Give the entries again, word for word.
═══ INFORMATION PROVIDED
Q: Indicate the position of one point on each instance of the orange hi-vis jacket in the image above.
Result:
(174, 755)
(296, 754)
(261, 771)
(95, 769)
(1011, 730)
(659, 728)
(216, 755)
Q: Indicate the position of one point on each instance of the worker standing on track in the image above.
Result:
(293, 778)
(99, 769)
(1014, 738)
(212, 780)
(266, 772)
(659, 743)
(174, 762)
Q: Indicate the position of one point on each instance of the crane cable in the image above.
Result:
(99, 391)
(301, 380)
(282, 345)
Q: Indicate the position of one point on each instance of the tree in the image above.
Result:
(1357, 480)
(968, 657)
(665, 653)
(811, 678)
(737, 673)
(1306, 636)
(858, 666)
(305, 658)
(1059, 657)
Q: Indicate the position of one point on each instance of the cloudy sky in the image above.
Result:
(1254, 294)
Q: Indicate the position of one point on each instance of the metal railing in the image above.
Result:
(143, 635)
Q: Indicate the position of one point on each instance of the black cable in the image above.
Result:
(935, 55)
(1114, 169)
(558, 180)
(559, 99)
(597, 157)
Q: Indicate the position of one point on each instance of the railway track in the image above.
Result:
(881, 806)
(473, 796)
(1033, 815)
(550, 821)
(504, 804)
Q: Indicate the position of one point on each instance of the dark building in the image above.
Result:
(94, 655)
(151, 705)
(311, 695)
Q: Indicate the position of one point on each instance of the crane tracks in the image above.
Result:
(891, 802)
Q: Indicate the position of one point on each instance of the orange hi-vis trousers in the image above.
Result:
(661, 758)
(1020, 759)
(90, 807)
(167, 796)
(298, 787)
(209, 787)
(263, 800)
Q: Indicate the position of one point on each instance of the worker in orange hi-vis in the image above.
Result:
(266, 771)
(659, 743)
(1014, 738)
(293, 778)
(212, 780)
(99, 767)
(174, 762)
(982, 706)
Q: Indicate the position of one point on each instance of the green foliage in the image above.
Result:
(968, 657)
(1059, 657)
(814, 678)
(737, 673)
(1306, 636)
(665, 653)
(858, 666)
══════
_COMPLETE OUTPUT_:
Q: Indicate the position of one point on each instance of the orange hi-vis jacket in the image above.
Result:
(174, 755)
(296, 754)
(261, 771)
(95, 769)
(1011, 730)
(659, 728)
(216, 755)
Q: Indicate the position of one point on each instance of the worker standing on track in the image above.
Result:
(293, 778)
(99, 769)
(1014, 738)
(212, 780)
(266, 772)
(659, 743)
(174, 762)
Q: Indicate the position of one point on each instance of the crane cable in the image above.
Result:
(99, 391)
(301, 380)
(282, 345)
Q: Indicate the position of one point on each instance of the tree in the image above.
Result:
(1357, 480)
(968, 657)
(665, 653)
(811, 678)
(737, 673)
(1306, 636)
(858, 666)
(305, 658)
(1059, 657)
Q: Indicate the position of one point on each instance of the cloudy sky in the image above.
Result:
(1254, 294)
Q: Indicate the position of one point on each instance of the metal railing in the image above.
Result:
(143, 635)
Q: Indicate the position of one point on each instance of the black cable in the image above.
Result:
(935, 55)
(1114, 169)
(558, 180)
(559, 99)
(597, 157)
Q: Indicate the position of one point on each instance of the railway track in the image above.
Result:
(881, 806)
(473, 796)
(1033, 815)
(550, 821)
(504, 804)
Q: Indicate the position of one point on each instance of the dark building in the image above.
Result:
(94, 655)
(151, 705)
(311, 695)
Q: Indicate the position of one point on each instance of the crane tracks in the image above.
Result:
(891, 802)
Q: Indicate the position of one point on each instance of the orange hi-vis trousers in the image above.
Result:
(661, 758)
(1020, 759)
(90, 807)
(167, 796)
(298, 787)
(209, 787)
(263, 800)
Q: Indicate the position of one point on each instance of the worker in orange hi-vis in the image above.
Result:
(266, 771)
(659, 743)
(1014, 738)
(293, 778)
(212, 780)
(99, 767)
(174, 762)
(982, 706)
Q: Indicate the position of one point on each instance of the green foliage in the image above.
Result:
(968, 657)
(1059, 657)
(814, 678)
(737, 673)
(1306, 636)
(665, 653)
(858, 666)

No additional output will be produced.